2021-11-18 08:15:49 | 物価
◇ スタグフレーションになれば最悪 = 物価の騰貴は、各国の経済にさまざまな悪影響を及ぼす。たとえば、FRBが金融緩和政策の縮小を決めたばかりのアメリカ。FRBはインフレを阻止しようと、縮小のテンポを速めるかもしれない。そういう見方が強まったことから、すでに各種の金利が上昇し始めた。すると金利に惹かれて資金がアメリカに還流、為替市場では各国通貨に対してドルが高くなる。

資金が流出する新興国では、自国通貨が安くなる。このため輸入物価が上昇、インフレが加速する。これを防止するため、すでに中南米諸国を中心に30か国以上の国が金利を引き上げた。金利の上昇は、景気の回復を抑制する。こうして、いまや多くの新興国がインフレを阻止するために、経済発展を犠牲にせざるをえなくなった。

日本でも円の対ドル・レートが下落、輸入物価を押し上げている。運悪くエネルギー価格の高騰と重なったから、輸入物価の上昇は加速した。たとえば10月の輸入物価は、前年比で38.0%も上昇している。ガソリン・灯油・電気料金のほか、プラスチック製品・食用油・小麦粉など生活必需品の値上がりが相次いでいるのは、このためだ。

いったん上がった物価は、なかなか下がりにくい。金融を引き締めると需要は抑制できるが、供給面にも冷水を浴びせることになりかねない。景気を重視した対策は物価の上昇を促進し、物価を抑制する政策は景気を悪化させる。そして放っておくと、物価上昇と景気の後退が同時に発生しやすい。これがスタグフレーションと呼ばれる現象だ。いまから用心すべきである。

物体の出現位置に関するデータセットの行
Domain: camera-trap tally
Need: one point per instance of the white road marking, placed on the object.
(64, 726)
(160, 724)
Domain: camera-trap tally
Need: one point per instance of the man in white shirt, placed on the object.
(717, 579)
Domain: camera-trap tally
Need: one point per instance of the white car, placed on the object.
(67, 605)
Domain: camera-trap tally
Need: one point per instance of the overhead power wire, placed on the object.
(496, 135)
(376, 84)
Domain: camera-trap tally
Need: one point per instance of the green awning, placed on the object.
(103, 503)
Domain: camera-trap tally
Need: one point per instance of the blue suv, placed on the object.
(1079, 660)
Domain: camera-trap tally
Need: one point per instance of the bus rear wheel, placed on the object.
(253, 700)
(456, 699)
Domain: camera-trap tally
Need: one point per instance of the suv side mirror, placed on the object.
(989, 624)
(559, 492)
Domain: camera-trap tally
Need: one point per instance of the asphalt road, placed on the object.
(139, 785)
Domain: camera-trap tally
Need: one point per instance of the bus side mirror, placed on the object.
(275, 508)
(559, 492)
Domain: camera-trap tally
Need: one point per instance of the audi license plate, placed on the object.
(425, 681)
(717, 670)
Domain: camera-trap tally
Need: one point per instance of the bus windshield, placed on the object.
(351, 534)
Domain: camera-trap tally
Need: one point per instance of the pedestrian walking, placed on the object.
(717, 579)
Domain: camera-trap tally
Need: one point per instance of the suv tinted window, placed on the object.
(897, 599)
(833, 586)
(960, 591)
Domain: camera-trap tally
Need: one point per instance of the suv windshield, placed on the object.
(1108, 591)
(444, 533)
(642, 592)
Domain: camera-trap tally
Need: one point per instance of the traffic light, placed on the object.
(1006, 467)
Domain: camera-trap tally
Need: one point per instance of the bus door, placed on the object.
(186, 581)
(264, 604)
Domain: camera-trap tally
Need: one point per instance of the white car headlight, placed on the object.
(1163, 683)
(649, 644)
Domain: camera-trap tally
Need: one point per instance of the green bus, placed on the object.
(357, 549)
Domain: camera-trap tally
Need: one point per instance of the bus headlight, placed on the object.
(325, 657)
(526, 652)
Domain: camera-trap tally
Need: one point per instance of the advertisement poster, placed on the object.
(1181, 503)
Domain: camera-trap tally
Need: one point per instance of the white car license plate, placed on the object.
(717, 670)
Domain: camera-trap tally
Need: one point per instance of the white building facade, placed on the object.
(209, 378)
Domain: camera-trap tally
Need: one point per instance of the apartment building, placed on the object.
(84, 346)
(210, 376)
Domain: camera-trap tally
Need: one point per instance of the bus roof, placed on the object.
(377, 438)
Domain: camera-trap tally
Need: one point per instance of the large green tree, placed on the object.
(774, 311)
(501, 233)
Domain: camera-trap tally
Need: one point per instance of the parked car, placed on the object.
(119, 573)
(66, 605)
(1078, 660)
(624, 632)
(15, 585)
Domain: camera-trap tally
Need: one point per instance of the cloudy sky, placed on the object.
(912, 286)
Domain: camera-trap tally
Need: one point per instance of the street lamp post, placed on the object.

## 実施事項:
1. 提示文の「資金が流出する新興国では、自」から「犠牲にせざるをえなくなった。」までを含めた部分について、「新興国」を「途上国」に置き換えて書き改めてください。
2. 提示文によれば、日本の10月の輸入物価は前年比で何％上昇しましたか。

## 各課題の回答:
1.
資金が流出する途上国では、自国通貨が安くなる。このため輸入物価が上昇、インフレが加速する。これを防止するため、すでに中南米諸国を中心に30か国以上の国が金利を引き上げた。金利の上昇は、景気の回復を抑制する。こうして、いまや多くの途上国がインフレを阻止するために、経済発展を犠牲にせざるをえなくなった。

2. 38.0％上昇しました。